> [WRITTEN TASK]: Give the lines between the one holding "Wildlife camera trigger: the trail-cam image above contains sky." and the one holding "17, 2, 131, 42", inclusive, as a Markdown table with the columns No. and Line, numbering each row and leaving out blank lines.

> [DATA LISTING]:
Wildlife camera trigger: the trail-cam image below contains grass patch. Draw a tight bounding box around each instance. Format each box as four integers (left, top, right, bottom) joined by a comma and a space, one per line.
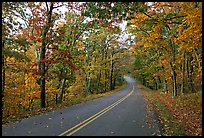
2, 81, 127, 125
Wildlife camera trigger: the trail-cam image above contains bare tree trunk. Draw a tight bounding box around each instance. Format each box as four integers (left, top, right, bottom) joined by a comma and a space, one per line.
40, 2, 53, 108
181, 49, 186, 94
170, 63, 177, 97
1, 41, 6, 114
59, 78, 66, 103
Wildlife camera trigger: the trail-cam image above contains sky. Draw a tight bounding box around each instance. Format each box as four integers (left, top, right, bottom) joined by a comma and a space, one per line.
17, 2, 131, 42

---

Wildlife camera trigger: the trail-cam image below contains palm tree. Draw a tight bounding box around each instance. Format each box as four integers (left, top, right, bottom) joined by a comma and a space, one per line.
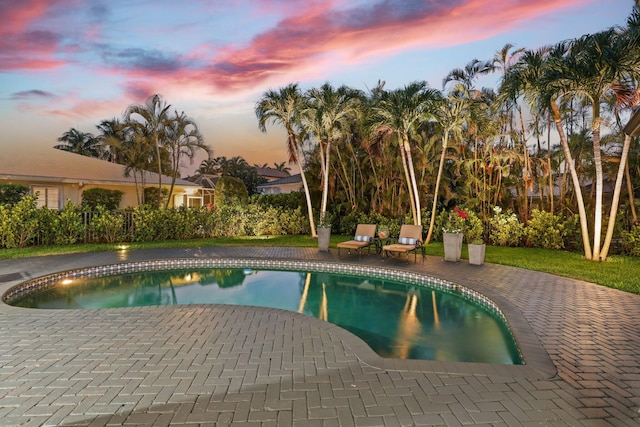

> [TASK OUTPUT]:
| No. | Line |
|---|---|
| 1 | Wildlife camera trigger: the trail-cam image above contains sky. Draw a tight bounding box around each instance. Format each box as four integers (left, top, right, bottom) joined by a comma and a space, one per line. |
| 2 | 17, 2, 131, 42 |